## Problem requirements:
Restate word for word every line from the top of the data below down through the line that holds "the sheep as a single dot per instance.".

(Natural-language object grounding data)

■ ■ ■ ■ ■ ■ ■

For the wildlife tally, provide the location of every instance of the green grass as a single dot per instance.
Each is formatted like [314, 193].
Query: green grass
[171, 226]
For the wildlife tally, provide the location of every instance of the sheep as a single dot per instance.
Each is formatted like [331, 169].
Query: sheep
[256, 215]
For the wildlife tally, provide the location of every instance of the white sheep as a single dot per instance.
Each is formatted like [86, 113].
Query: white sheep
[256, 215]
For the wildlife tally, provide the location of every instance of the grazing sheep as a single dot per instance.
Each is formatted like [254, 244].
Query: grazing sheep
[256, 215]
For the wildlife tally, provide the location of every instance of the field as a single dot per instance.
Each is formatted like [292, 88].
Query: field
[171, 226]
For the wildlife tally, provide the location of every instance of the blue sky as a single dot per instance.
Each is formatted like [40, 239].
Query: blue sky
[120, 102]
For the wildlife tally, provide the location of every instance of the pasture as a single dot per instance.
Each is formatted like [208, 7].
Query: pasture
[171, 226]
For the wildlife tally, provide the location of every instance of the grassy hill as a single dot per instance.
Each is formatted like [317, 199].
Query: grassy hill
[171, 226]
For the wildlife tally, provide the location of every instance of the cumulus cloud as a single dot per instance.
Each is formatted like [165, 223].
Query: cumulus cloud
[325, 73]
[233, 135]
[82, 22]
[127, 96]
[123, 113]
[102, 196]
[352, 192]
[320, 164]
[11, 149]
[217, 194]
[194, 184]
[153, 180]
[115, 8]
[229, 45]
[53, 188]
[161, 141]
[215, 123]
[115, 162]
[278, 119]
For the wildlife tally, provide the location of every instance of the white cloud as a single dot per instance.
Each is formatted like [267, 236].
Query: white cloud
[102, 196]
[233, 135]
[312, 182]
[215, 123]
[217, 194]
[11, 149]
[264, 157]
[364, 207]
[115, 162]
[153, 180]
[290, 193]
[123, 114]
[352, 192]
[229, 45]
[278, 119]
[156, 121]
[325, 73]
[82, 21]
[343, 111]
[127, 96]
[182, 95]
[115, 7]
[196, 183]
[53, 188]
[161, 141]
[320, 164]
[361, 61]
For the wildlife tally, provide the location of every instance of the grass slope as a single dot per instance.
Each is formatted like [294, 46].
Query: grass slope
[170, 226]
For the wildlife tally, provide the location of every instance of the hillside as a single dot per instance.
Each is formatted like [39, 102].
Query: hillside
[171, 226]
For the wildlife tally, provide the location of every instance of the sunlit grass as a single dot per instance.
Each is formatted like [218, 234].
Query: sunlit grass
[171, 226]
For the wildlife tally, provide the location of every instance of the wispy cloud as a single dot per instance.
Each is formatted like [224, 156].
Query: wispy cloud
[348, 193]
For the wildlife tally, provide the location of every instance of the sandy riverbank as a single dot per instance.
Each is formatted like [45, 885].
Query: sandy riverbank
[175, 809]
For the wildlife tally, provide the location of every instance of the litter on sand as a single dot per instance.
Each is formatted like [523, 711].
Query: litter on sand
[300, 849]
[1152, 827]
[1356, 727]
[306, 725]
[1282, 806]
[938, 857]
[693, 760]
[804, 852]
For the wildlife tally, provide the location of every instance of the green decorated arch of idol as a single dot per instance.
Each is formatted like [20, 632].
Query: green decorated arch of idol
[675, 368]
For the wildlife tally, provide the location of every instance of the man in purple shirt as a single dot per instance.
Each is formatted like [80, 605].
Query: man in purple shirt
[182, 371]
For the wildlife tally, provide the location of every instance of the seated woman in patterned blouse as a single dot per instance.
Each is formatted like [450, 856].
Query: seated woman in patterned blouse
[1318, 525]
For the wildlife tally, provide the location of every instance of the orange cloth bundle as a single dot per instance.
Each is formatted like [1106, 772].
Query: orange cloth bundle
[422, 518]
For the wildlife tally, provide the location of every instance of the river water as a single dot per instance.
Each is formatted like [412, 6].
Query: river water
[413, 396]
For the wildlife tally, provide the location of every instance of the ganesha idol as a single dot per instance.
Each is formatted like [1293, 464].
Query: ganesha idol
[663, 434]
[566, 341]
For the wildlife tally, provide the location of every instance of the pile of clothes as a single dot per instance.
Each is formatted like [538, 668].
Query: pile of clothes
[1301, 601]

■ ■ ■ ■ ■ ■ ■

## Finished task:
For the wildlife tally, provide the location of every instance of the green grass as a single dot per instance.
Each is formatted like [314, 193].
Query: green grass
[171, 226]
For the wildlife tally, provide the location of every instance of the sheep as a single dot per instance.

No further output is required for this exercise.